EXERCISE DIRECTIONS: Write out exactly the lines running from the one that contains "Mark one point on each instance of the green" through the end of the material.

===== DATA FOR THIS TASK

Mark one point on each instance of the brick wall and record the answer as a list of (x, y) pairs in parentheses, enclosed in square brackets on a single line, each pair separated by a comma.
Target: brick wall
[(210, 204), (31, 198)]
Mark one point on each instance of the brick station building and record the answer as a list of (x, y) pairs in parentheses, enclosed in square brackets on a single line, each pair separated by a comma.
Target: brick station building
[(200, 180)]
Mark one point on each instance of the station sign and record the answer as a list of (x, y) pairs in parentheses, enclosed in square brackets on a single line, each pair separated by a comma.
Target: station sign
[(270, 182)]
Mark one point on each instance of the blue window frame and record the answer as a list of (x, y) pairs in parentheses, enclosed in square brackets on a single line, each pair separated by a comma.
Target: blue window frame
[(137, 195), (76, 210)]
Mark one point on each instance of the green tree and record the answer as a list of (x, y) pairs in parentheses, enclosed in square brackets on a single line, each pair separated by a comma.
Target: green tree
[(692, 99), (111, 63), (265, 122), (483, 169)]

==========

RESULT FOR THIS EXERCISE:
Mark one point on each instance of the green tree and record the answer as a list of (x, y) pairs in parentheses, enclosed in square brackets on a single line, each pair separated by a comma.
Target: green tree
[(692, 99), (111, 63), (265, 122), (483, 169)]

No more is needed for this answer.